[START EXCERPTED DATA]

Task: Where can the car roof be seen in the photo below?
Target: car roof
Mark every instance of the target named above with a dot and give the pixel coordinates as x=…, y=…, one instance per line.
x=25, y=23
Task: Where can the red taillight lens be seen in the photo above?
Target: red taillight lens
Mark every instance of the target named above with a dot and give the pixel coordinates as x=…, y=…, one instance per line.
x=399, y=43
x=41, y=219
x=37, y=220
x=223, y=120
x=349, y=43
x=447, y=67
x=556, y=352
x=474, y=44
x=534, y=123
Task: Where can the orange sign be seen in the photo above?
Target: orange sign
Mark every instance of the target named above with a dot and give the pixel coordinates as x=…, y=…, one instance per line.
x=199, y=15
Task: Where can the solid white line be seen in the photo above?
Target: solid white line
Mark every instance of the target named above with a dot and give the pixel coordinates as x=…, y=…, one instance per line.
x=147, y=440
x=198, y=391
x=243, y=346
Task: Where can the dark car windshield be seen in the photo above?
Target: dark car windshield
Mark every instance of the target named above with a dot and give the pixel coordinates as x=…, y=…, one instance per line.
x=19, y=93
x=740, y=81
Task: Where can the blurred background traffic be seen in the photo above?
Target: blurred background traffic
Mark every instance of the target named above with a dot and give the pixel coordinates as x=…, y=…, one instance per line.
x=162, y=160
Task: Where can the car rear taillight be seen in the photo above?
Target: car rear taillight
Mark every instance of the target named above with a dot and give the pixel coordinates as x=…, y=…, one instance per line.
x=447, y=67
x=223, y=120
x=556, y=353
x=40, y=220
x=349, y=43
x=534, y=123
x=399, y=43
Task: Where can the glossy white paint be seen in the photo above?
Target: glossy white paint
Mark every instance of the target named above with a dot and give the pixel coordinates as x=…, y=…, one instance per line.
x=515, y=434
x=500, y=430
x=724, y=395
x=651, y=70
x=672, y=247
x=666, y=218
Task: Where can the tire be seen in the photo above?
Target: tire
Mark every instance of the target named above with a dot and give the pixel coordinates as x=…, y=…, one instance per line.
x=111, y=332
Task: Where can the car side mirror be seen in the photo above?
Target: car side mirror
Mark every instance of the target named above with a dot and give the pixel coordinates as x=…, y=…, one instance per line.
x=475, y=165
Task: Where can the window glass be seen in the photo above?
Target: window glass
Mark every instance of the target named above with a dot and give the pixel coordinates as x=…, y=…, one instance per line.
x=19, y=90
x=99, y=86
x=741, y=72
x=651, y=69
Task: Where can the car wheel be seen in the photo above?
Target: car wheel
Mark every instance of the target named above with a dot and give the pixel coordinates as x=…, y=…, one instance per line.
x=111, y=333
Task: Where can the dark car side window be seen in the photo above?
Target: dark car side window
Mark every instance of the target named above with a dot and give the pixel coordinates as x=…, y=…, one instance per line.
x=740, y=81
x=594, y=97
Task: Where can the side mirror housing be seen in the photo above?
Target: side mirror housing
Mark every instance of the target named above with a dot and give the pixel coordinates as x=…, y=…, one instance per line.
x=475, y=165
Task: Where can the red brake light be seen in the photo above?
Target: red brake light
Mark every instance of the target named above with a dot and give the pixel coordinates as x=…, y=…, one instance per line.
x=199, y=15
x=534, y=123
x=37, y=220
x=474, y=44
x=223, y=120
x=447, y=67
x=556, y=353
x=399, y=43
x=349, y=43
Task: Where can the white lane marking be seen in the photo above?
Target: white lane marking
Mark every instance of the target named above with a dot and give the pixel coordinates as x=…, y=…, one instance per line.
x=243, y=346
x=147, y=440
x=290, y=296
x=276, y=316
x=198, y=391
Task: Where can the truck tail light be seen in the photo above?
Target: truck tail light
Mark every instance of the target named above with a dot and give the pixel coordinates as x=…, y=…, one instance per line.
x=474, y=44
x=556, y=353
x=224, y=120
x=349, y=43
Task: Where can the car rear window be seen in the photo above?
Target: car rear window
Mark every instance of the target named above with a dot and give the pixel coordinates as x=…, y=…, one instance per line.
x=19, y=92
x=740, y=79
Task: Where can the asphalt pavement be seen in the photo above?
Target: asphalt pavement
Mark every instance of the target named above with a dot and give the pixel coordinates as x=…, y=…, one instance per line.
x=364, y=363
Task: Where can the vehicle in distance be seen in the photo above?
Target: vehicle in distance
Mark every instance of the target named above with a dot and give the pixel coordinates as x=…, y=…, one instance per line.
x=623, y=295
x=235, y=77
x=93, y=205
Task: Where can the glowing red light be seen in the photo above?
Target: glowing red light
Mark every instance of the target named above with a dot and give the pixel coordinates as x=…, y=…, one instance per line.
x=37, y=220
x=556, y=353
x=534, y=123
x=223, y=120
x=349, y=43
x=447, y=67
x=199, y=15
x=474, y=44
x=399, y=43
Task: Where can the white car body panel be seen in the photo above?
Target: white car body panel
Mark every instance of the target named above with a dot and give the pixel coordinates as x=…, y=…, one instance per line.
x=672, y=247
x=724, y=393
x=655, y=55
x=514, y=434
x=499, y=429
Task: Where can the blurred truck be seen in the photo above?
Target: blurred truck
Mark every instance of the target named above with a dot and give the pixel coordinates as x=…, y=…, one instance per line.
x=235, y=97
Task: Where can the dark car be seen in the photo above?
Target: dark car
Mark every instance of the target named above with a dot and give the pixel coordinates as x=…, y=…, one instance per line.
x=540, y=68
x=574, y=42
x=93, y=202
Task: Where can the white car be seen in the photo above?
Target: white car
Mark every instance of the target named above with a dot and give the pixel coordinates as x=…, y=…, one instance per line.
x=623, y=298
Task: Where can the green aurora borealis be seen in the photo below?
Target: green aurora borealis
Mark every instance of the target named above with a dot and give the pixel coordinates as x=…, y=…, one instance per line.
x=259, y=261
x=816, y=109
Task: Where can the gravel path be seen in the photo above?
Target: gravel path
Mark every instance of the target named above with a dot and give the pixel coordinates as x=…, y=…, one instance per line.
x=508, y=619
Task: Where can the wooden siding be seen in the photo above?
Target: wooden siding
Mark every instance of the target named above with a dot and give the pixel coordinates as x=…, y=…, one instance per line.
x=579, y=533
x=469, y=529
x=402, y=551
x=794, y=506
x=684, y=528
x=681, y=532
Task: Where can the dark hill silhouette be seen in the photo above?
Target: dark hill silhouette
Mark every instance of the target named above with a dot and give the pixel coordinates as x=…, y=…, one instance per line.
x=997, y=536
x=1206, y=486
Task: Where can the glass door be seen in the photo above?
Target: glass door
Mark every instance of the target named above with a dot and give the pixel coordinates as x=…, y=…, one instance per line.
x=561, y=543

[END EXCERPTED DATA]

### WORK REQUIRED:
Copy the data above in full, character for character.

### ANSWER TO THIS EXERCISE:
Task: Where can the car roof be seen in the photo below?
Target: car roof
Mark every instance of the target named above with a dot and give the pixel coordinates as x=…, y=…, one instance per line.
x=25, y=23
Task: Where can the red taillight lens be seen in the photo above?
Target: red taillight lens
Mark every instance of the target named above with a dot and give the pixel coordinates as x=…, y=…, one instance per line.
x=399, y=43
x=41, y=219
x=37, y=220
x=223, y=120
x=349, y=43
x=447, y=67
x=556, y=352
x=474, y=44
x=534, y=123
Task: Where can the orange sign be seen in the photo above?
Target: orange sign
Mark every instance of the target named above with a dot and give the pixel coordinates as x=…, y=…, one instance per line.
x=199, y=15
Task: Where can the solid white line be seen in the photo above?
Target: solid white line
Mark every instance of the target named above with a dot and give the pixel coordinates as x=…, y=…, one instance per line.
x=147, y=440
x=198, y=391
x=243, y=346
Task: Where can the dark car windshield be seen in the photo above?
Target: dark car windshield
Mark every instance of the target named above with a dot and give the pixel coordinates as x=…, y=…, one instance per line.
x=19, y=93
x=740, y=81
Task: Where can the blurred background traffic be seen in the photo above?
Target: blurred background traffic
Mark every instance of the target named above with a dot and give the pixel coordinates as x=…, y=…, one instance per line.
x=162, y=160
Task: Where can the car rear taillight be seen in the photo above?
Target: car rear taillight
Mark every instance of the target named above with a dot and give the pixel coordinates as x=…, y=…, one instance per line.
x=447, y=67
x=223, y=120
x=556, y=353
x=40, y=220
x=349, y=43
x=534, y=123
x=399, y=43
Task: Where can the glossy white paint be seen in the photo above?
Target: glossy white paint
Mark every instance of the target named above with a dot and give the pixel coordinates as x=…, y=…, one instance per line.
x=515, y=434
x=500, y=430
x=724, y=395
x=651, y=70
x=672, y=247
x=666, y=218
Task: Where can the tire be seen in the photo above?
Target: tire
Mark every instance of the target named above with a dot and give the pixel coordinates as x=…, y=…, one instance per line.
x=111, y=332
Task: Where can the car side mirror be seen in the photo above?
Target: car side mirror
Mark every instance of the target named above with a dot and give the pixel coordinates as x=…, y=…, one instance per line.
x=475, y=165
Task: Where can the window glass be seen in the photo above?
Target: window glass
Mark every instance of the target named above with a dot and give the pixel coordinates as x=…, y=…, one instance per line.
x=19, y=90
x=99, y=86
x=741, y=72
x=651, y=69
Task: Where can the car wheel be seen in the photo above?
Target: car wheel
Mark every instance of the target named above with a dot and give the pixel coordinates as x=…, y=…, one instance per line.
x=111, y=333
Task: Where can the dark car side window be seen in the photo above?
Target: dark car side window
Mark every instance of the target named above with a dot and give the pixel coordinates as x=…, y=…, one instance per line.
x=740, y=81
x=594, y=97
Task: Where can the side mirror housing be seen in the photo above?
Target: side mirror housing
Mark every instance of the target named above with a dot and give the pixel coordinates as x=…, y=…, one instance per line.
x=475, y=165
Task: Where can the red brake light be seen in the photo above?
Target: red brake light
Mark every instance of the target named above with a dot and give the pixel coordinates as x=…, y=…, one instance per line.
x=199, y=15
x=534, y=123
x=37, y=220
x=474, y=44
x=223, y=120
x=447, y=67
x=556, y=353
x=399, y=43
x=349, y=43
Task: Where can the white lane marking be seen in the photo above?
Target: white lane marking
Mark every instance of the target named above with a dot and give the pixel coordinates as x=…, y=…, one instance per line.
x=243, y=346
x=147, y=440
x=290, y=296
x=276, y=316
x=198, y=391
Task: Where can the truck tail light be seen in the photo above?
Target: truck tail light
Mark every instance of the target named above with a dot and give the pixel coordinates as x=…, y=…, one instance per line.
x=474, y=44
x=556, y=353
x=224, y=120
x=349, y=43
Task: Where can the car rear window be seen in the photo above?
Target: car rear window
Mark every instance of the target named above with a dot and give the pixel coordinates as x=…, y=…, one instance per line.
x=19, y=92
x=740, y=79
Task: Where can the asphalt pavement be seen in the photo above?
Target: asphalt pavement
Mark every instance of the target named above with a dot and give the pixel coordinates as x=…, y=…, one instance per line.
x=364, y=363
Task: Where can the vehicle in distance be seen in the photo above?
Target: vehicle in distance
Mark every instance of the target named above with a dot and give the pixel coordinates as x=…, y=…, one instance per line.
x=623, y=295
x=235, y=77
x=93, y=205
Task: Where can the glowing red light be seen in the photo above?
Target: glowing red light
Mark every instance of the target named above with a dot and give the pixel coordinates as x=…, y=…, one instance per line.
x=37, y=220
x=556, y=353
x=534, y=123
x=223, y=120
x=349, y=43
x=447, y=67
x=199, y=15
x=474, y=44
x=399, y=43
Task: Where can the white car body panel be seen in the photo above?
Target: white car body panel
Mark every instance of the target named above with a dot and give the pixel coordinates as x=…, y=…, one instance per line.
x=672, y=247
x=724, y=393
x=655, y=55
x=514, y=434
x=499, y=429
Task: Where can the blurred truck be seen in the photo above?
Target: blurred truck
Mark every instance of the target named above with a dot and give the pixel coordinates as x=…, y=…, one instance per line.
x=235, y=97
Task: Where can the dark car be seen in the photo above?
Target: dark car
Mark every instance of the target named above with a dot and give the pixel coordinates as x=…, y=…, one instance per line.
x=540, y=68
x=574, y=42
x=93, y=202
Task: Where can the white car be seen in the photo above?
Target: white car
Mark every instance of the target named above with a dot and give the pixel coordinates as x=…, y=…, one instance per line.
x=623, y=298
Task: Where can the green aurora borealis be seen in the photo below?
Target: green aurora borealis
Mark every instance of the target named above with a dot and give the pixel coordinates as x=…, y=…, one instance per line.
x=259, y=261
x=816, y=109
Task: Where can the gravel path be seen in the photo above?
Target: gravel path
Mark every instance of the target named above with a dot and give the pixel coordinates as x=…, y=…, one instance per line.
x=508, y=619
Task: Where can the wooden siding be seen in the photo above?
Target: wooden siding
Mark every instance of the target named above with a dot and give the pixel coordinates as x=…, y=…, one instance per line.
x=579, y=533
x=469, y=529
x=402, y=551
x=794, y=506
x=684, y=528
x=681, y=532
Task: Where can the dark hill silhouette be seen in the photo above?
Target: dark hill silhouette
Mark every instance of the target named above with a dot and give the pixel coordinates as x=…, y=…, one instance per line.
x=997, y=536
x=1206, y=486
Task: Where can the glass door be seen in the photo above?
Target: glass door
Mark every instance of the target named above with a dot and give the pixel coordinates as x=…, y=…, one instance per line.
x=561, y=543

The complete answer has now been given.